╭─ Records shown

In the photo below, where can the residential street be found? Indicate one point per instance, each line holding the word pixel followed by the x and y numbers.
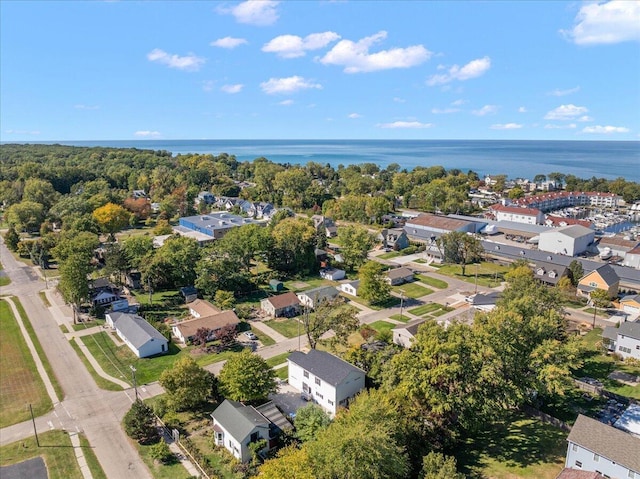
pixel 85 407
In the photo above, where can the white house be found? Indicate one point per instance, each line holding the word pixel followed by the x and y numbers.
pixel 350 287
pixel 142 338
pixel 597 447
pixel 568 240
pixel 325 379
pixel 236 426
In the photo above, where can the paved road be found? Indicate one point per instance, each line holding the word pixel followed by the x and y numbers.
pixel 85 407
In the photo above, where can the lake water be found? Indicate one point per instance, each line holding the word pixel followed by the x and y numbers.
pixel 524 159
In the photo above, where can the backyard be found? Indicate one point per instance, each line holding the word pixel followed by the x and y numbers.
pixel 20 383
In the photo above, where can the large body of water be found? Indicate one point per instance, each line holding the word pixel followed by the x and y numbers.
pixel 516 159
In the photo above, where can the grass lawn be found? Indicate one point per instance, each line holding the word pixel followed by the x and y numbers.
pixel 489 274
pixel 433 282
pixel 20 383
pixel 279 359
pixel 520 448
pixel 288 327
pixel 425 309
pixel 38 346
pixel 390 254
pixel 382 326
pixel 599 365
pixel 57 453
pixel 412 290
pixel 101 382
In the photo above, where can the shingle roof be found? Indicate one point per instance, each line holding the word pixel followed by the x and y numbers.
pixel 284 300
pixel 617 446
pixel 331 369
pixel 630 329
pixel 137 331
pixel 239 420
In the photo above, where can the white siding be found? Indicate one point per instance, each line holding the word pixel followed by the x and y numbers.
pixel 585 460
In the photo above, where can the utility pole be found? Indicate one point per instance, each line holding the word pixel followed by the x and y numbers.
pixel 133 375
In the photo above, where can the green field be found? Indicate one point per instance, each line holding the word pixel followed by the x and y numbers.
pixel 288 327
pixel 599 365
pixel 20 383
pixel 411 290
pixel 489 274
pixel 520 448
pixel 433 282
pixel 57 452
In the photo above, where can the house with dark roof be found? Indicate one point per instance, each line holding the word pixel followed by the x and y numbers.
pixel 624 340
pixel 404 334
pixel 284 305
pixel 324 379
pixel 399 276
pixel 597 447
pixel 236 426
pixel 604 277
pixel 142 338
pixel 313 297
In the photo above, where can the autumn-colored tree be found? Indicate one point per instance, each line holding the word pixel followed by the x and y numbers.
pixel 111 218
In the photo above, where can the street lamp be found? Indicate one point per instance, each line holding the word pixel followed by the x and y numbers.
pixel 133 376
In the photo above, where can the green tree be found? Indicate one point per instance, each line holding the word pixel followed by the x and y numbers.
pixel 187 384
pixel 247 377
pixel 436 465
pixel 140 423
pixel 111 218
pixel 576 272
pixel 356 242
pixel 309 421
pixel 460 248
pixel 73 283
pixel 373 286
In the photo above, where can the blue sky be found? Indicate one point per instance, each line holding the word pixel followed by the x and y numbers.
pixel 260 69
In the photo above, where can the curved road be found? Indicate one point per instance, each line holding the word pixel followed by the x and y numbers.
pixel 85 407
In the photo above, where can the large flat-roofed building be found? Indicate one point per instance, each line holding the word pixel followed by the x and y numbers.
pixel 215 224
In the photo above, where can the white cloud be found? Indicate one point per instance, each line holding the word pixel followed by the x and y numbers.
pixel 566 112
pixel 292 46
pixel 147 134
pixel 254 12
pixel 485 110
pixel 473 69
pixel 506 126
pixel 189 62
pixel 355 56
pixel 228 42
pixel 606 23
pixel 442 111
pixel 288 85
pixel 552 126
pixel 405 124
pixel 568 91
pixel 236 88
pixel 605 129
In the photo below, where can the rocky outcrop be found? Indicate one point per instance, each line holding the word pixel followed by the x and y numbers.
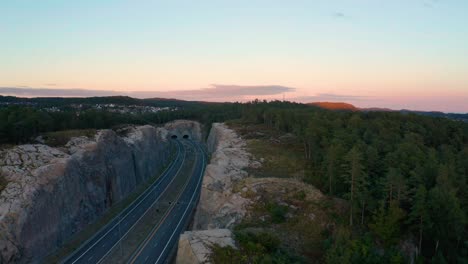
pixel 220 206
pixel 183 129
pixel 195 246
pixel 54 193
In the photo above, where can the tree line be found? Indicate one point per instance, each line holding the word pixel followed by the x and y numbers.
pixel 404 176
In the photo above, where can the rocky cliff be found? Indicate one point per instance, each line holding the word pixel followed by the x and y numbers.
pixel 52 193
pixel 220 206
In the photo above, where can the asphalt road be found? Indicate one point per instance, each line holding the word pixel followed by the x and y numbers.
pixel 160 242
pixel 96 248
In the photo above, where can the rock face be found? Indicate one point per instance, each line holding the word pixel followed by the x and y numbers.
pixel 195 246
pixel 219 206
pixel 54 193
pixel 184 129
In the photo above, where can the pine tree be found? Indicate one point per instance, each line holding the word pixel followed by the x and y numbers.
pixel 355 171
pixel 419 212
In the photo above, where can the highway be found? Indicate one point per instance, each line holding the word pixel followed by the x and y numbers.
pixel 164 237
pixel 159 243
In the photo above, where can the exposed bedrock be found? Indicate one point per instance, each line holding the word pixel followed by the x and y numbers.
pixel 184 129
pixel 53 193
pixel 220 207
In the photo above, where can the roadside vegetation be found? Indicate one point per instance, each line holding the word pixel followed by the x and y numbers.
pixel 402 177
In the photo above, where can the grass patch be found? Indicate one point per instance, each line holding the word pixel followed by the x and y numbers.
pixel 60 138
pixel 3 182
pixel 281 154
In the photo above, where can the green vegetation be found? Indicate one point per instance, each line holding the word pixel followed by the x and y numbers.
pixel 60 138
pixel 3 182
pixel 20 124
pixel 254 247
pixel 403 175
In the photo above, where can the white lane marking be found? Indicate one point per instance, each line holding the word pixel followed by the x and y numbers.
pixel 185 212
pixel 147 210
pixel 165 173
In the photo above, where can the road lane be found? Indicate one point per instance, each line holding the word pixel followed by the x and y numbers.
pixel 163 238
pixel 108 237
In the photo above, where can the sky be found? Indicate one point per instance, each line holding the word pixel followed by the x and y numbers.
pixel 410 54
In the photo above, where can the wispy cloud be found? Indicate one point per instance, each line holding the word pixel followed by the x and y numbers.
pixel 338 15
pixel 332 97
pixel 216 92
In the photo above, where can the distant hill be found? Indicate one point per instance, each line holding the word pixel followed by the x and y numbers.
pixel 335 106
pixel 120 100
pixel 349 107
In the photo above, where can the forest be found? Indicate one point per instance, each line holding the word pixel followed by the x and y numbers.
pixel 404 175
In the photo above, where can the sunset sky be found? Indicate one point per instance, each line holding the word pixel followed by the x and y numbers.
pixel 398 54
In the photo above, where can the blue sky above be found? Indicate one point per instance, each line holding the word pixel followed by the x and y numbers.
pixel 397 52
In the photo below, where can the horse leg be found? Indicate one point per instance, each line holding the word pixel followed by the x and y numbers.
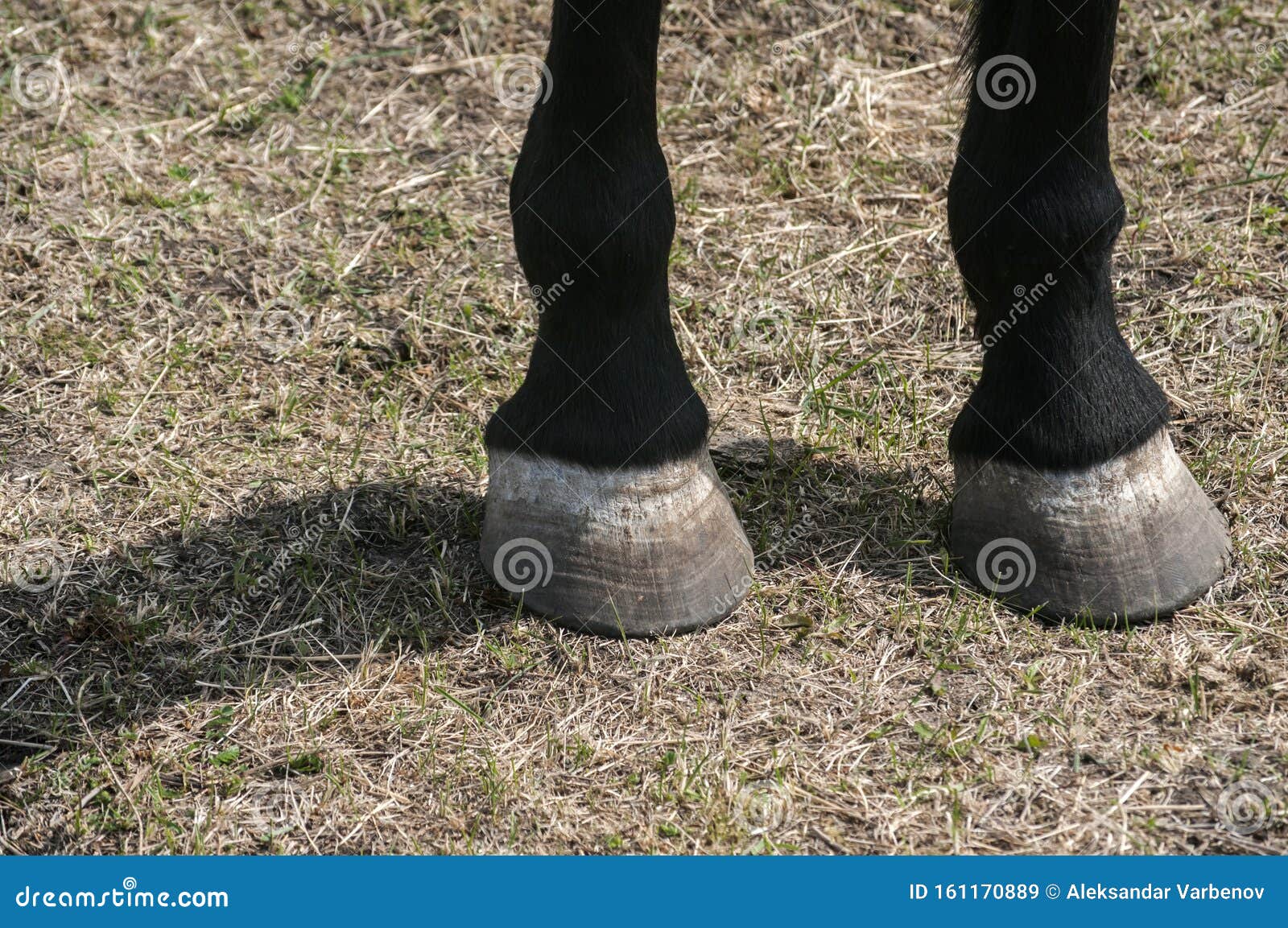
pixel 603 509
pixel 1069 493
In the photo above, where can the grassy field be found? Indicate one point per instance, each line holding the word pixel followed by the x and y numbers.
pixel 258 298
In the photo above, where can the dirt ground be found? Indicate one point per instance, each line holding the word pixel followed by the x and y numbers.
pixel 258 299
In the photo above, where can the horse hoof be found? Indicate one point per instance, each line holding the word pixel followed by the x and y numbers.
pixel 1130 539
pixel 635 552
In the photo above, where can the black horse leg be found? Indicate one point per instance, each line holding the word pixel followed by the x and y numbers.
pixel 1069 494
pixel 603 509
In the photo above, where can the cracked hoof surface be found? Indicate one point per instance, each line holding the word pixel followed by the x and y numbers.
pixel 1133 538
pixel 635 552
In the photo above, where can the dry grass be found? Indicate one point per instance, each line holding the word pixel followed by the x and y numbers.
pixel 167 442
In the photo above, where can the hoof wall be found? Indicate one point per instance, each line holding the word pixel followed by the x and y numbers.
pixel 638 552
pixel 1133 538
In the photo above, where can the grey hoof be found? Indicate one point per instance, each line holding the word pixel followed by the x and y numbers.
pixel 635 552
pixel 1133 538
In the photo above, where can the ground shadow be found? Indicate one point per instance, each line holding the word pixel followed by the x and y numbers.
pixel 250 600
pixel 811 509
pixel 98 640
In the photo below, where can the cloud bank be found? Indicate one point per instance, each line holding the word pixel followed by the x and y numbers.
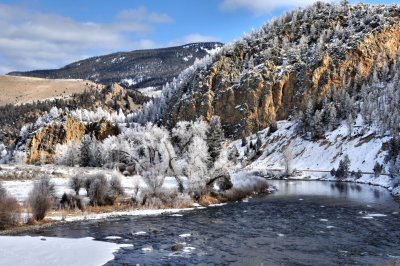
pixel 261 7
pixel 30 40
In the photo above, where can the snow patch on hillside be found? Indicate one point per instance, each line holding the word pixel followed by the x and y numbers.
pixel 314 159
pixel 26 250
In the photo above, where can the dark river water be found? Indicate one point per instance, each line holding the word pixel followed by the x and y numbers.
pixel 303 223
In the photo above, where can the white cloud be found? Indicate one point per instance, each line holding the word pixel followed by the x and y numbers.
pixel 31 40
pixel 259 7
pixel 192 38
pixel 141 14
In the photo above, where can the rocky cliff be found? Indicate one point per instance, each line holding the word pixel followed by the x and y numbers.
pixel 271 73
pixel 40 147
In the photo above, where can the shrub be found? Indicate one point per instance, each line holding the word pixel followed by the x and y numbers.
pixel 245 185
pixel 76 183
pixel 9 209
pixel 101 192
pixel 98 191
pixel 378 168
pixel 41 198
pixel 116 186
pixel 71 202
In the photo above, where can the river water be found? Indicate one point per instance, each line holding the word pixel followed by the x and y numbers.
pixel 303 223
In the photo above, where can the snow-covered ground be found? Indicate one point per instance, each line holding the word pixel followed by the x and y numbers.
pixel 151 91
pixel 20 188
pixel 114 214
pixel 37 251
pixel 314 159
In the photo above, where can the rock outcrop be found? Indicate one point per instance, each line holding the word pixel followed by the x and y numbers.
pixel 41 146
pixel 269 75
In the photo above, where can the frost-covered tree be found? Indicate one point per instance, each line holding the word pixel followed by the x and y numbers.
pixel 197 167
pixel 67 154
pixel 85 151
pixel 41 198
pixel 344 168
pixel 215 138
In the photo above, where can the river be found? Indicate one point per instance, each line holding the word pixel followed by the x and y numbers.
pixel 303 223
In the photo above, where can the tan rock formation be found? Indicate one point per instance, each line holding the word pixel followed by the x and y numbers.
pixel 272 92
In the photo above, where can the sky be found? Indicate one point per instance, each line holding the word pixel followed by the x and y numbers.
pixel 43 34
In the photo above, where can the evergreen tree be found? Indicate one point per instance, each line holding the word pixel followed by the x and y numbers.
pixel 344 168
pixel 85 151
pixel 215 137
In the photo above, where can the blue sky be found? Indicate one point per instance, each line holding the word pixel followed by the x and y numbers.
pixel 40 34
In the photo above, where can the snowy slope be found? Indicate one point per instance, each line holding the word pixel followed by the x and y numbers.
pixel 55 251
pixel 314 159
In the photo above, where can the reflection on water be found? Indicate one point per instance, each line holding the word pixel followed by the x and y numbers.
pixel 303 223
pixel 352 192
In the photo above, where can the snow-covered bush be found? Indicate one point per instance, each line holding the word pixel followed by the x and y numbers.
pixel 244 185
pixel 99 192
pixel 67 154
pixel 76 183
pixel 41 198
pixel 9 209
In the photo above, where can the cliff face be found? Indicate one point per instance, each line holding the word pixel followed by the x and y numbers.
pixel 267 76
pixel 41 146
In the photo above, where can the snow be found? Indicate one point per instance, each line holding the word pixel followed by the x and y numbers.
pixel 113 237
pixel 376 215
pixel 101 216
pixel 188 249
pixel 314 159
pixel 37 251
pixel 151 91
pixel 20 188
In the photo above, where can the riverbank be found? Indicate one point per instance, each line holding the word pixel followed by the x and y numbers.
pixel 384 181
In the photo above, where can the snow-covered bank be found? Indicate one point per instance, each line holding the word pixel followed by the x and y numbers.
pixel 115 214
pixel 26 250
pixel 60 176
pixel 312 160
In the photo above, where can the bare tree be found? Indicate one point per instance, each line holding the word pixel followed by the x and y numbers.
pixel 41 198
pixel 287 158
pixel 9 209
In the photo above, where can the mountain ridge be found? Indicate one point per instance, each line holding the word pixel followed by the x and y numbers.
pixel 134 69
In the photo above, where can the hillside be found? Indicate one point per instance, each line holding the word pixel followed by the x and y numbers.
pixel 284 150
pixel 136 69
pixel 273 73
pixel 21 90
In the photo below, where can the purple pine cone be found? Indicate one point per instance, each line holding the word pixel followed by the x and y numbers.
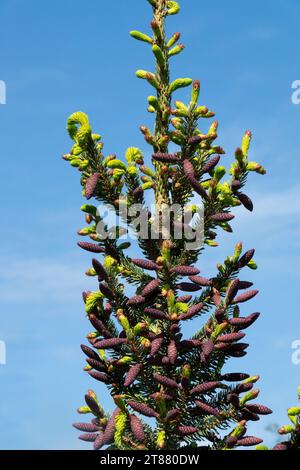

╰─

What is expected: Reproduce the lines of the listing word for word, starting at the line that contains "In the photo above, where can the grass patch" and ending at the line that contains "pixel 216 92".

Exercise solution:
In the photo above, where can the grass patch be found? Indicate one point per instance, each line holding the word pixel followed by the x and y numbers.
pixel 60 138
pixel 3 182
pixel 281 154
In the photo above, where can the green vegetation be found? Indicate one point per instance, each line holding the word pixel followed by the x and y numbers.
pixel 60 138
pixel 3 182
pixel 20 124
pixel 254 247
pixel 403 175
In the photo above, where can the white lane marking be found? Indicate one point per instance, each line holding the word pixel followed by the x and y numbers.
pixel 185 212
pixel 147 210
pixel 165 173
In the photo above, where can the road lane be found? Indicate one point per instance, each line holding the word pixel followed by the x and y numbers.
pixel 163 238
pixel 108 237
In the photo above, where can the sky be found? Indicate one point per instance, each line holding the word pixel followed by the x and y numbers.
pixel 410 54
In the photo above, where can the wispy cloud be found? Indicate one point per instance, each line holding the word pixel followed by the x and y numbers.
pixel 338 15
pixel 332 97
pixel 216 92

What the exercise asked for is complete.